**Given entries:**

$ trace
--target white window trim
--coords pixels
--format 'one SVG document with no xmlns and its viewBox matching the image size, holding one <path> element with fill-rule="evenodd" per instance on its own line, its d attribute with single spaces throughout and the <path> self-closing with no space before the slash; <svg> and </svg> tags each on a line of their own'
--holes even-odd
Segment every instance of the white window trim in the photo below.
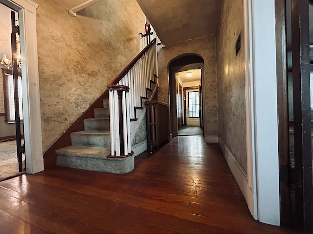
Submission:
<svg viewBox="0 0 313 234">
<path fill-rule="evenodd" d="M 31 0 L 0 2 L 19 12 L 26 168 L 27 173 L 36 173 L 44 170 L 36 27 L 38 4 Z"/>
</svg>

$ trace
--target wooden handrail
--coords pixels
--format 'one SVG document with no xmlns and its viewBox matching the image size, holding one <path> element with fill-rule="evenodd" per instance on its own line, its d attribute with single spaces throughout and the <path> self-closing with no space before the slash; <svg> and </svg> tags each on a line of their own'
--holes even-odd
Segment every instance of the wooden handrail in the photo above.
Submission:
<svg viewBox="0 0 313 234">
<path fill-rule="evenodd" d="M 108 85 L 117 84 L 155 43 L 156 43 L 155 39 L 152 40 L 152 41 L 132 60 L 125 68 L 112 81 L 108 84 Z M 44 167 L 45 169 L 51 168 L 56 166 L 56 155 L 55 154 L 55 151 L 58 149 L 71 145 L 70 134 L 74 132 L 83 130 L 84 128 L 84 119 L 86 118 L 94 118 L 94 114 L 93 110 L 94 108 L 103 107 L 103 99 L 108 98 L 109 98 L 109 90 L 107 89 L 66 130 L 60 137 L 44 153 Z"/>
<path fill-rule="evenodd" d="M 118 83 L 121 79 L 123 78 L 125 75 L 126 75 L 131 68 L 132 68 L 134 65 L 136 64 L 138 60 L 140 59 L 140 58 L 142 57 L 145 53 L 146 53 L 149 48 L 150 48 L 155 43 L 156 43 L 156 39 L 154 38 L 153 40 L 152 40 L 151 42 L 149 43 L 149 44 L 146 46 L 144 49 L 142 50 L 141 52 L 139 53 L 127 66 L 126 66 L 123 71 L 122 71 L 119 74 L 118 74 L 116 77 L 108 84 L 108 85 L 110 85 L 111 84 L 116 84 Z"/>
</svg>

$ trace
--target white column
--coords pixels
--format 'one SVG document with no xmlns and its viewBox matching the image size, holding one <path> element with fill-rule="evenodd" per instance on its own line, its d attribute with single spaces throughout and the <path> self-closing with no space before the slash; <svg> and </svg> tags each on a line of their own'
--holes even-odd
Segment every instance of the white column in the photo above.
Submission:
<svg viewBox="0 0 313 234">
<path fill-rule="evenodd" d="M 122 108 L 123 111 L 123 136 L 124 140 L 124 154 L 128 154 L 127 140 L 127 114 L 126 113 L 126 96 L 125 91 L 122 92 Z"/>
<path fill-rule="evenodd" d="M 111 155 L 112 156 L 115 155 L 115 118 L 114 117 L 114 91 L 109 91 L 109 110 L 110 111 L 110 132 L 111 140 Z"/>
<path fill-rule="evenodd" d="M 116 90 L 114 91 L 114 103 L 115 105 L 115 151 L 116 152 L 116 156 L 120 156 L 121 149 L 120 148 L 120 139 L 119 139 L 119 103 L 118 103 L 118 95 Z"/>
</svg>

**Work instructions:** Excluding the pictures, restate the records above word for word.

**Output of the exercise:**
$ trace
--target white window trim
--coords pixels
--format 'one SVG document with no xmlns and its viewBox matching the image size, holding one <path> element with fill-rule="evenodd" per instance on its own line, its d attribute with single spaces throughout and the <path> self-closing with no space before the slash; <svg> and </svg> tags each on a line of their own'
--holes even-odd
Segment every instance of the white window trim in the photo below.
Submission:
<svg viewBox="0 0 313 234">
<path fill-rule="evenodd" d="M 31 0 L 0 2 L 19 12 L 26 168 L 27 173 L 36 173 L 44 170 L 36 27 L 38 4 Z"/>
</svg>

$ trace
--target wooden handrail
--coords pixels
--format 'one SVG document with no xmlns and its viewBox matching the image size, holding one <path> element with fill-rule="evenodd" per instance on its own line, its d attribute with single spaces throughout and the <path> self-closing with no space before the slash; <svg> and </svg> tags each on a line of their own'
--holes even-odd
Segment every instance of the wooden handrail in the photo above.
Submission:
<svg viewBox="0 0 313 234">
<path fill-rule="evenodd" d="M 108 85 L 117 84 L 155 43 L 156 43 L 155 39 L 152 40 L 152 41 L 132 60 L 125 68 L 112 81 L 108 84 Z M 44 167 L 45 169 L 51 168 L 56 166 L 56 155 L 55 154 L 55 151 L 58 149 L 71 145 L 70 134 L 74 132 L 83 130 L 84 128 L 84 119 L 86 118 L 94 118 L 94 114 L 93 110 L 94 108 L 103 107 L 103 99 L 108 98 L 109 98 L 109 90 L 107 89 L 66 130 L 60 137 L 44 153 Z"/>
<path fill-rule="evenodd" d="M 118 83 L 121 79 L 123 78 L 125 75 L 126 75 L 131 68 L 132 68 L 134 65 L 136 64 L 138 60 L 140 59 L 140 58 L 142 57 L 145 53 L 146 53 L 149 48 L 150 48 L 155 43 L 156 43 L 156 39 L 154 38 L 153 40 L 152 40 L 151 42 L 149 43 L 149 44 L 146 46 L 144 49 L 142 50 L 141 52 L 139 53 L 127 66 L 126 66 L 123 71 L 122 71 L 119 74 L 118 74 L 116 77 L 108 84 L 108 85 L 110 85 L 111 84 L 116 84 Z"/>
</svg>

$ trace
--target white column
--coords pixels
--format 'one SVG document with no xmlns and its viewBox matching the image size, holding one <path> element with fill-rule="evenodd" per instance on its own line, its d attribute with single spaces throughout and the <path> self-closing with no space before the slash; <svg> and </svg> tags each on a line of their own'
--holes even-odd
Segment every instance of the white column in the photo above.
Submission:
<svg viewBox="0 0 313 234">
<path fill-rule="evenodd" d="M 122 108 L 123 111 L 123 136 L 124 140 L 124 154 L 128 154 L 127 140 L 127 114 L 126 113 L 126 96 L 125 91 L 122 92 Z"/>
<path fill-rule="evenodd" d="M 111 155 L 112 156 L 115 155 L 115 118 L 114 117 L 114 91 L 109 91 L 109 110 L 110 111 L 110 132 L 111 140 Z"/>
<path fill-rule="evenodd" d="M 116 90 L 114 91 L 114 103 L 115 105 L 115 151 L 116 152 L 116 156 L 120 156 L 121 149 L 120 148 L 120 139 L 119 139 L 119 103 L 118 103 L 118 95 Z"/>
</svg>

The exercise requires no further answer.